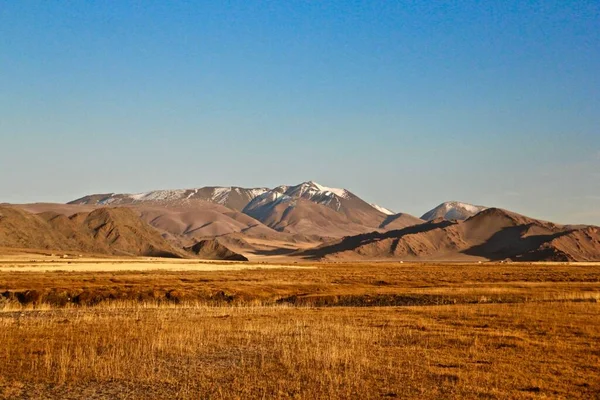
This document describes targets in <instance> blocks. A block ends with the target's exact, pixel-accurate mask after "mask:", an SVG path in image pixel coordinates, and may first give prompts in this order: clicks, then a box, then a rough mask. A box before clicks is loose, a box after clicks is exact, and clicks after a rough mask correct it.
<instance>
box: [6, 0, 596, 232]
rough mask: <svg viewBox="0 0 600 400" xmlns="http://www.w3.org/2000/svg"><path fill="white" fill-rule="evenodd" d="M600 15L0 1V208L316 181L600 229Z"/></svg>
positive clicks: (350, 7) (290, 1) (349, 3)
mask: <svg viewBox="0 0 600 400" xmlns="http://www.w3.org/2000/svg"><path fill="white" fill-rule="evenodd" d="M599 20H600V3H599V2H598V1H575V0H574V1H552V0H546V1H512V0H504V1H487V2H479V1H452V2H449V1H448V2H446V1H439V2H430V1H248V0H246V1H228V2H204V1H187V2H184V1H181V2H158V1H120V2H104V1H102V2H100V1H98V2H92V1H88V2H67V1H52V2H47V1H3V0H0V150H1V153H0V154H1V157H0V202H1V201H5V202H34V201H56V202H64V201H68V200H71V199H73V198H76V197H79V196H81V195H84V194H88V193H92V192H94V193H98V192H138V191H147V190H151V189H161V188H186V187H199V186H205V185H238V186H246V187H252V186H275V185H279V184H292V183H299V182H302V181H307V180H315V181H317V182H320V183H322V184H325V185H328V186H338V187H345V188H348V189H349V190H351V191H352V192H354V193H356V194H358V195H359V196H361V197H363V198H365V199H366V200H368V201H372V202H377V203H379V204H381V205H383V206H386V207H388V208H391V209H393V210H395V211H402V212H408V213H412V214H416V215H420V214H422V213H424V212H425V211H427V210H428V209H430V208H433V207H434V206H436V205H437V204H439V203H441V202H443V201H446V200H460V201H466V202H471V203H476V204H484V205H489V206H499V207H504V208H508V209H512V210H514V211H517V212H520V213H523V214H526V215H530V216H533V217H537V218H543V219H550V220H554V221H557V222H573V223H594V224H600V73H598V71H600V24H599V23H598V21H599Z"/></svg>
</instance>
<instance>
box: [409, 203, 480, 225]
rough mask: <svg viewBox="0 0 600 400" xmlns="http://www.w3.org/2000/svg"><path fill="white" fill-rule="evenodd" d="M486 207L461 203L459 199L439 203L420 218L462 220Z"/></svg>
mask: <svg viewBox="0 0 600 400" xmlns="http://www.w3.org/2000/svg"><path fill="white" fill-rule="evenodd" d="M485 209H487V207H483V206H475V205H473V204H469V203H462V202H460V201H448V202H445V203H442V204H440V205H439V206H437V207H436V208H434V209H433V210H431V211H428V212H426V213H425V214H423V216H422V217H421V219H424V220H427V221H430V220H432V219H435V218H440V217H441V218H444V219H448V220H453V219H457V220H464V219H467V218H469V217H471V216H473V215H475V214H477V213H479V212H481V211H483V210H485Z"/></svg>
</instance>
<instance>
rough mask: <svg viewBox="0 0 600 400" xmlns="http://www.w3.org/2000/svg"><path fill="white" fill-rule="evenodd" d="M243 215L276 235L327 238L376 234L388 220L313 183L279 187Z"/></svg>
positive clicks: (353, 199)
mask: <svg viewBox="0 0 600 400" xmlns="http://www.w3.org/2000/svg"><path fill="white" fill-rule="evenodd" d="M243 212H244V213H245V214H248V215H250V216H251V217H253V218H255V219H257V220H259V221H261V222H262V223H264V224H265V225H267V226H269V227H271V228H273V229H275V230H277V231H281V232H290V233H306V234H318V235H323V236H330V237H335V236H338V237H339V236H344V235H349V234H356V233H361V232H370V231H373V230H376V229H378V228H379V226H380V225H381V223H382V222H383V221H384V220H385V219H386V217H387V214H385V213H383V212H381V211H379V210H378V209H376V208H375V207H373V206H372V205H371V204H369V203H367V202H365V201H364V200H362V199H361V198H359V197H358V196H356V195H355V194H353V193H351V192H350V191H348V190H346V189H337V188H330V187H326V186H323V185H320V184H318V183H316V182H313V181H309V182H304V183H301V184H299V185H296V186H278V187H276V188H275V189H273V190H270V191H268V192H265V193H264V194H262V195H260V196H257V197H256V198H255V199H254V200H252V201H251V202H250V203H248V205H247V206H246V207H245V208H244V210H243Z"/></svg>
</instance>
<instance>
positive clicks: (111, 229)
mask: <svg viewBox="0 0 600 400" xmlns="http://www.w3.org/2000/svg"><path fill="white" fill-rule="evenodd" d="M0 247H10V248H26V249H47V250H62V251H72V252H83V253H94V254H111V255H129V256H164V257H181V256H182V252H181V251H179V250H177V249H175V248H174V247H173V246H171V244H169V243H168V242H167V241H166V240H165V239H164V238H163V237H161V235H160V234H159V233H158V232H157V231H155V230H154V229H153V228H152V227H150V226H148V225H147V224H146V223H144V222H143V221H141V220H140V219H139V217H138V216H137V215H136V214H135V212H133V211H132V210H130V209H127V208H100V209H96V210H93V211H91V212H81V213H77V214H73V215H71V216H69V217H67V216H66V215H64V214H59V213H56V212H52V211H47V212H44V213H40V214H31V213H28V212H27V211H24V210H21V209H19V208H15V207H0Z"/></svg>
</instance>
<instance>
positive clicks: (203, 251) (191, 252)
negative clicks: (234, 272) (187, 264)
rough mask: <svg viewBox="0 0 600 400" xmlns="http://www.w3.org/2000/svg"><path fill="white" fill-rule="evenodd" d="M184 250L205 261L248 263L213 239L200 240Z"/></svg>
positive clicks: (231, 251)
mask: <svg viewBox="0 0 600 400" xmlns="http://www.w3.org/2000/svg"><path fill="white" fill-rule="evenodd" d="M186 250H187V251H189V252H191V253H193V254H195V255H197V256H199V257H200V258H202V259H205V260H227V261H248V259H247V258H246V257H244V256H243V255H241V254H238V253H235V252H233V251H231V250H230V249H228V248H227V247H225V246H223V245H222V244H221V243H219V241H217V240H215V239H209V240H201V241H199V242H198V243H196V244H194V245H193V246H191V247H188V248H186Z"/></svg>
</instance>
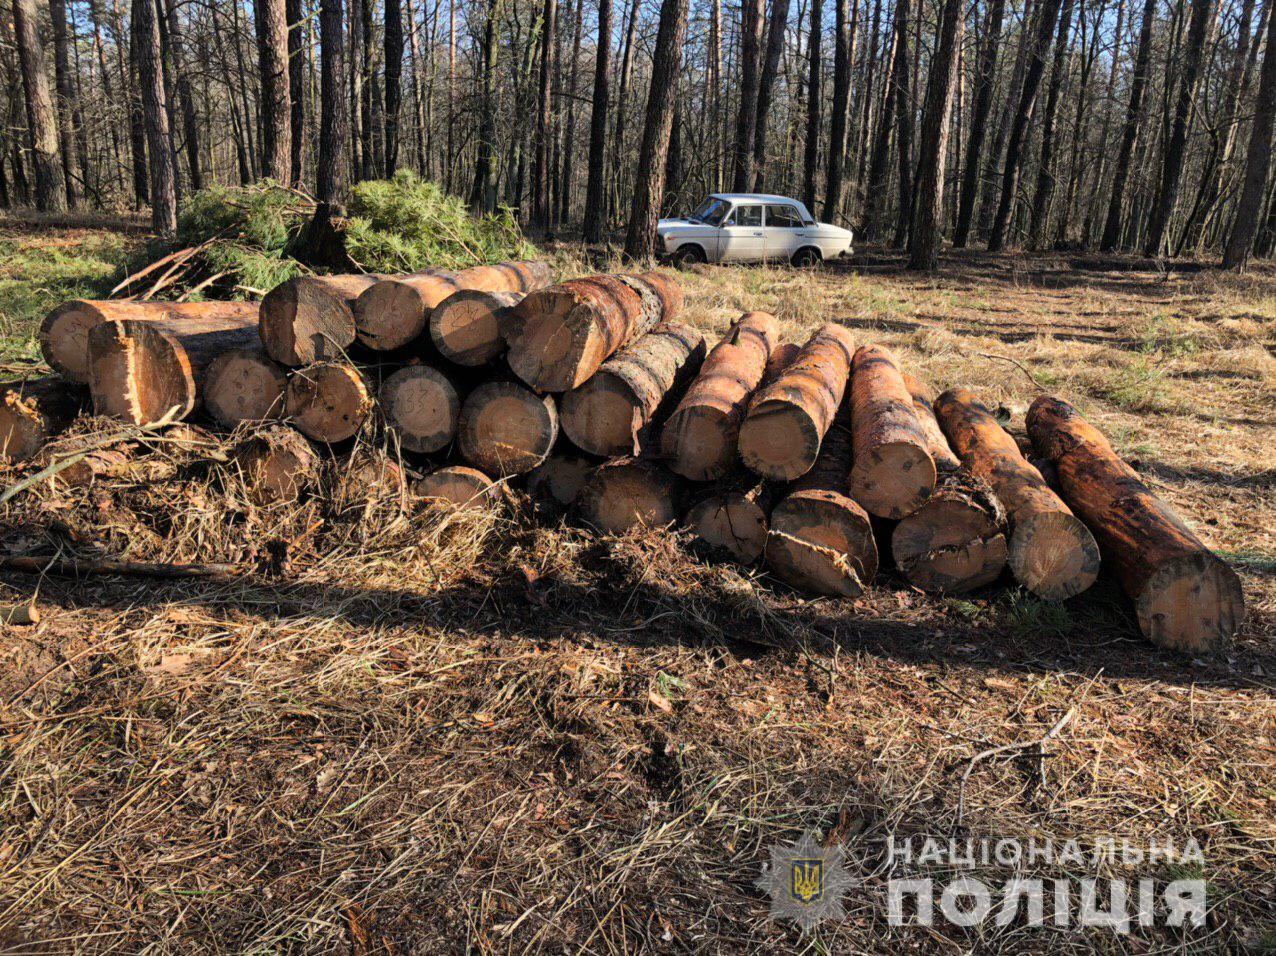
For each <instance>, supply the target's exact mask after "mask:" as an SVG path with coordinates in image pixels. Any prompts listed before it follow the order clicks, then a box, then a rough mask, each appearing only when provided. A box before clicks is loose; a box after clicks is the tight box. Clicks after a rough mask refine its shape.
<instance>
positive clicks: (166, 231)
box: [133, 0, 177, 235]
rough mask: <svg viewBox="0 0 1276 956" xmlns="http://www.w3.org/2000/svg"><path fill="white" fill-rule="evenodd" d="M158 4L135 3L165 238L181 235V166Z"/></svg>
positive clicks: (152, 163)
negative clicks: (172, 236)
mask: <svg viewBox="0 0 1276 956" xmlns="http://www.w3.org/2000/svg"><path fill="white" fill-rule="evenodd" d="M158 13H159V11H158V9H157V8H156V0H133V20H134V24H133V29H134V36H135V38H137V43H138V79H139V80H140V83H142V111H143V115H144V116H145V126H147V152H148V153H149V156H151V225H152V226H153V227H154V230H156V232H159V234H161V235H171V234H174V232H176V231H177V163H176V161H175V157H174V153H172V137H171V135H170V129H168V93H167V91H166V89H165V83H163V64H162V56H163V54H162V50H161V46H159V15H158Z"/></svg>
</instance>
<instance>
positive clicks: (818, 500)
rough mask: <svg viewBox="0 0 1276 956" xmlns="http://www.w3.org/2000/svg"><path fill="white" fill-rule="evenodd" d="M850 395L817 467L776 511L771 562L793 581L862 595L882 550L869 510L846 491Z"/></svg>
mask: <svg viewBox="0 0 1276 956" xmlns="http://www.w3.org/2000/svg"><path fill="white" fill-rule="evenodd" d="M851 419H852V408H851V400H850V396H847V397H846V398H845V400H843V401H842V403H841V406H840V407H838V410H837V415H836V417H835V420H833V422H832V425H831V426H829V428H828V434H827V435H826V438H824V442H823V447H822V448H820V452H819V458H818V459H817V462H815V465H814V467H812V468H810V470H809V471H808V472H806V474H805V475H803V476H801V477H800V479H799V480H797V481H795V482H794V484H792V485H791V488H790V493H789V494H787V495H786V497H785V499H783V500H781V502H780V504H777V505H776V507H775V508H773V509H772V512H771V528H769V531H768V534H767V549H766V558H767V567H768V568H771V571H773V572H775V573H776V574H777V576H778V577H780V578H781V579H782V581H785V582H786V583H787V585H790V586H791V587H796V588H800V590H803V591H813V592H815V594H820V595H831V596H841V597H859V596H860V595H861V594H864V588H865V587H868V585H869V582H870V581H872V579H873V576H874V574H877V568H878V551H877V540H875V539H874V537H873V525H872V522H870V521H869V516H868V512H865V511H864V508H861V507H860V504H859V503H857V502H856V500H855V499H854V498H850V497H849V495H847V488H846V476H847V474H849V472H850V467H851V442H852V438H851Z"/></svg>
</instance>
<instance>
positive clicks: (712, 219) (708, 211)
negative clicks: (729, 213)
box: [686, 197, 727, 226]
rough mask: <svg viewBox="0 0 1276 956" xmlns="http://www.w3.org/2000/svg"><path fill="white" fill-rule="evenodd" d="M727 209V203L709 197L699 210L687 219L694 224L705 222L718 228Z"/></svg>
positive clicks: (704, 202)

_ _ _ _

■ **WORK ITEM**:
Filter the records above and copy every line that contains the word "after".

■ **ANSWER BOX**:
This document describes targets in <instance> blocks. A block ends with the target's exact, pixel-accurate mask after "mask:", an SVG path in image pixel coordinates, and may first give prompts in this order: clicks, then a box, then a rough mask. A box before clicks is loose, a box after clicks is exact, and clicks after a rough mask correct it.
For each <instance>, supply the target's exact mask after "mask:" as an SVG path with coordinates in image pixels. Any prompts listed before it follow the order clicks, then a box, then a rough mask, each appearing only when provided. A box before clicks is loose; a box after clicks is the tight box. Clicks after a rough mask refine its shape.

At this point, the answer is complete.